### RECORDS SUPPLIED
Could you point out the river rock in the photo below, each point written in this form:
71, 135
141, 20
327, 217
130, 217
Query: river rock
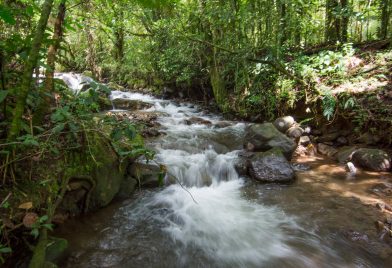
55, 248
241, 166
222, 124
196, 120
326, 150
304, 140
372, 159
262, 137
126, 104
345, 154
342, 141
128, 187
294, 132
115, 86
368, 139
147, 175
284, 123
329, 137
271, 166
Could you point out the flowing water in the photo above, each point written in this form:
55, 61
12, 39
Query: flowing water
214, 218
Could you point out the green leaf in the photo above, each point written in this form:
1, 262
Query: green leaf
29, 140
43, 219
5, 250
48, 226
58, 128
3, 95
6, 15
35, 232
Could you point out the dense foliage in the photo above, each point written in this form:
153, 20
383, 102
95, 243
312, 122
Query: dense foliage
256, 59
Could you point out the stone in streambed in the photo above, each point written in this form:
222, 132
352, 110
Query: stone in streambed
196, 120
284, 123
294, 132
345, 154
372, 159
128, 187
127, 104
55, 248
147, 175
262, 137
271, 166
326, 150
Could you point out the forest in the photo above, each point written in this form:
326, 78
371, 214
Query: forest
327, 63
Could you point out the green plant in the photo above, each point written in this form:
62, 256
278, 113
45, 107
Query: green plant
40, 223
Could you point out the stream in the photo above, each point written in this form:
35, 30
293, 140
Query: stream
214, 218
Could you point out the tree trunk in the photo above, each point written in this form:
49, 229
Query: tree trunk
345, 20
332, 27
44, 106
385, 15
28, 70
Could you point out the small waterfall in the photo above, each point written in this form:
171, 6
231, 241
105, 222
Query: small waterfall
74, 81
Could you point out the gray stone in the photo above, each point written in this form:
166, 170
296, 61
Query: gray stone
241, 166
294, 132
328, 137
127, 104
326, 150
345, 154
128, 187
222, 124
372, 159
147, 175
368, 139
284, 123
56, 248
342, 141
262, 137
196, 120
304, 140
271, 166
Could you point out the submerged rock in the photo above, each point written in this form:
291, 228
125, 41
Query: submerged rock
128, 187
284, 123
295, 132
127, 104
345, 154
326, 150
196, 120
56, 248
304, 140
372, 159
146, 174
271, 166
262, 137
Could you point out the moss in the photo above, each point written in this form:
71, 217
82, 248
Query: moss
55, 248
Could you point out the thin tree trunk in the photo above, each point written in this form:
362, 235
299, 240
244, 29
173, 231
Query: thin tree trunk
345, 20
44, 106
27, 76
332, 27
385, 16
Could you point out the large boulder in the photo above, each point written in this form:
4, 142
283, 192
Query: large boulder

### WHAT IS REQUIRED
After locating the line with "Could you point out the thin", output that line and every later one exactly, through the end of the entries above.

### ANSWER BOX
Could you point out the thin tree trunk in the photo above, each point written in this form:
362, 235
299, 240
244, 29
173, 231
Query: thin tree trunk
345, 20
44, 106
27, 76
332, 27
385, 16
Could you point out the large boulder in the photo above, each point written in this form:
4, 142
283, 192
Query: large boulder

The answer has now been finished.